Activity
Decide whether each statement agrees with the comment on diagnosis and identity, answering yes or no and quoting the deciding words. 1. The commenter's paper on the self-illness ambiguity dates from 2022. 2. The commenter has already read the full paper. 3. The people who think of diagnoses in binary terms accept that someone can be only a little autistic.

(Beginning of Excerpted passage)

I continue to be excited and inspired by your commitment to unpacking so many of the assumptions we make about mental health. I will share this with my psychoanalytic training cohort. Thank you!

Sofia Jeppsson's avatar

Thanks! I will read the full paper when I have the time, but this was already useful to me (e.g., for teaching).

This discussion of dimensions and no sharp cut-off points made me think back to my 2022 paper "solving the self-illness ambiguity". In one section of the paper, I discuss the often repeated warning that one shouldn't identify with one's diagnosis. And then, as philosophers tend to do, I discuss different interpretations of what it might mean to do that - it might or might not be problematic.

One potential problem: When people identify real hard with a specific diagnosis, and have a crisis if a new doctor thinks another diagnosis fits them better, or their diagnosis is completely removed from the DSM/ICD.

Now, for some people, a BINARY thinking about diagnoses is a big part of their identity: for instance, they'll insist that it makes no sense at all to say that someone is very or only a little autistic. You can be autistic in many different ways, but NOT in the sense that you're MORE OR LESS so - either you are autistic, or you're not. And this seems super important to them, identity-wise.

People who think like this is gonna have a problem if HiTOP gradually replaces the DSM and ICD in diagnostic practice. Best case scenario might be that people get clearer on the differences between using a term like "autism" as a diagnostic label and, say, a political identity.

(End of Excerpted passage)
(Beginning of Data to examine)

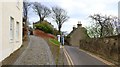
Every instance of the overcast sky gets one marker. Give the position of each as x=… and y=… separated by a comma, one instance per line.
x=78, y=10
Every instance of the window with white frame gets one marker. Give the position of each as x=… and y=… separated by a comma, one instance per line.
x=17, y=31
x=11, y=28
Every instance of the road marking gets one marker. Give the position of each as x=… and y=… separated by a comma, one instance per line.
x=70, y=62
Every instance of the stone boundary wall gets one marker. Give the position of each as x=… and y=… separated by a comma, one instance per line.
x=107, y=47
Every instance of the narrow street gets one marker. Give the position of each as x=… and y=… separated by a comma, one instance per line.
x=81, y=58
x=37, y=53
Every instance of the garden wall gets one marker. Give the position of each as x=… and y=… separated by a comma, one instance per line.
x=107, y=47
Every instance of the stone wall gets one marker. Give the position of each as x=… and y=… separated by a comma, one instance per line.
x=108, y=47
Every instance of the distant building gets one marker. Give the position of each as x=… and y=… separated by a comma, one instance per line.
x=77, y=34
x=10, y=27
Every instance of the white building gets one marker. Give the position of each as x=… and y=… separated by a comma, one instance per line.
x=10, y=27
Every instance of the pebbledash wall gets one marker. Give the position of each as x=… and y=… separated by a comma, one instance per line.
x=0, y=32
x=10, y=27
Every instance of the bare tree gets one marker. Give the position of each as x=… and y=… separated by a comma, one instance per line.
x=41, y=10
x=59, y=16
x=104, y=24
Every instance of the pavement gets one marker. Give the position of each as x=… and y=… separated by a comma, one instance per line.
x=81, y=58
x=36, y=53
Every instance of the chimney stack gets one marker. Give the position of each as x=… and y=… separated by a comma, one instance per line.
x=79, y=24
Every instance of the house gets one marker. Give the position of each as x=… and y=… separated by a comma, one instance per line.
x=77, y=34
x=10, y=27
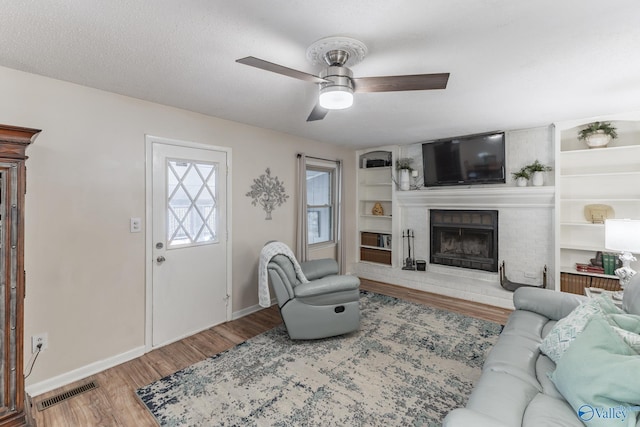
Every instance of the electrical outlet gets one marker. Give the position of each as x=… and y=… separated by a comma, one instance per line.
x=39, y=339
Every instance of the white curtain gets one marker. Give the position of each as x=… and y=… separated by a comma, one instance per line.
x=340, y=252
x=302, y=240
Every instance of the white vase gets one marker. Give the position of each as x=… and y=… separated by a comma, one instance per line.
x=598, y=140
x=537, y=179
x=405, y=180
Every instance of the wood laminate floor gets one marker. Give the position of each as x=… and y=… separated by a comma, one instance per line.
x=114, y=402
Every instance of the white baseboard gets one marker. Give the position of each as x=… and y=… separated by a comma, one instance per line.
x=83, y=372
x=37, y=389
x=246, y=311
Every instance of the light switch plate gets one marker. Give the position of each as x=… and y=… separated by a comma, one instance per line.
x=135, y=225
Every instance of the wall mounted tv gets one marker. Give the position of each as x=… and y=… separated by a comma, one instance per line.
x=465, y=160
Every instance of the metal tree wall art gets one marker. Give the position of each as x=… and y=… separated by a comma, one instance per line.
x=268, y=192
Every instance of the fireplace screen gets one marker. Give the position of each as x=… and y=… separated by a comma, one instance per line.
x=467, y=239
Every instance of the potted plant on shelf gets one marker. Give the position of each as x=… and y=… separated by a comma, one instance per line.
x=521, y=177
x=536, y=171
x=598, y=134
x=403, y=165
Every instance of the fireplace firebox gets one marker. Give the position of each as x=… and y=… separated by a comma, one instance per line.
x=464, y=238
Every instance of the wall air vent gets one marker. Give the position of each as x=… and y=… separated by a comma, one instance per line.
x=47, y=403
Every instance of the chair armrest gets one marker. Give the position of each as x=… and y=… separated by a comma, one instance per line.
x=551, y=304
x=327, y=285
x=318, y=268
x=463, y=417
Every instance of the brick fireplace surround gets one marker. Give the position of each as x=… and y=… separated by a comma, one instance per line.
x=525, y=241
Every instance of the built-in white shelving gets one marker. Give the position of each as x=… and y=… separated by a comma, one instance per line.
x=602, y=176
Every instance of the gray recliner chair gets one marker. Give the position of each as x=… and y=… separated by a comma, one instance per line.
x=326, y=306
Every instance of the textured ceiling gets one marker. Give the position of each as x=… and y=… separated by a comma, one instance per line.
x=514, y=64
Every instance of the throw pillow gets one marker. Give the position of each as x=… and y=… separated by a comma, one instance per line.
x=628, y=327
x=568, y=328
x=599, y=375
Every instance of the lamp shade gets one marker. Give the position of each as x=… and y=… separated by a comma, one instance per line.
x=336, y=97
x=622, y=235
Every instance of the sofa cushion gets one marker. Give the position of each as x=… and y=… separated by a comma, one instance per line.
x=599, y=374
x=516, y=351
x=631, y=299
x=551, y=304
x=546, y=411
x=567, y=329
x=544, y=369
x=502, y=396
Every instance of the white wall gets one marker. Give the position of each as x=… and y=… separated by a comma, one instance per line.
x=86, y=178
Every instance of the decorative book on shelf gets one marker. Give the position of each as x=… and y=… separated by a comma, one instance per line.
x=590, y=268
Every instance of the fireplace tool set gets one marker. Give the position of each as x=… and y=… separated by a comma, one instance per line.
x=409, y=262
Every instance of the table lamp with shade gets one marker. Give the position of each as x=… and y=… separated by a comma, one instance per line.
x=623, y=235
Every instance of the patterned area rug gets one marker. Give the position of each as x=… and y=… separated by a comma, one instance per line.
x=407, y=365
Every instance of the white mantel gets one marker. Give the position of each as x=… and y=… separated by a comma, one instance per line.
x=525, y=240
x=474, y=197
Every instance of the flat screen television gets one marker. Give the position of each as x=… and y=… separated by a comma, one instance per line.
x=466, y=160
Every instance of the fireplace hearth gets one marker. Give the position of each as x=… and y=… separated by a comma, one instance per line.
x=464, y=238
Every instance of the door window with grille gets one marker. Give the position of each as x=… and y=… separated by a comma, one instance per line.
x=192, y=210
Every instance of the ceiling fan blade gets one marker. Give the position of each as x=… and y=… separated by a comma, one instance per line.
x=401, y=83
x=275, y=68
x=317, y=113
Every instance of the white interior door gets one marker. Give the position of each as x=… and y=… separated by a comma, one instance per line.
x=189, y=243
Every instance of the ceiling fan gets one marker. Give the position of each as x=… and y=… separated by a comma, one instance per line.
x=336, y=81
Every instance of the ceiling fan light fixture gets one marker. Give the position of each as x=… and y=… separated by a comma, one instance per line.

(End of Data to examine)

Written reply
1. Yes: "my 2022 paper "solving the self-illness ambiguity""
2. No: "I will read the full paper when I have the time"
3. No: "they'll insist that it makes no sense at all to say that someone is very or only a little autistic"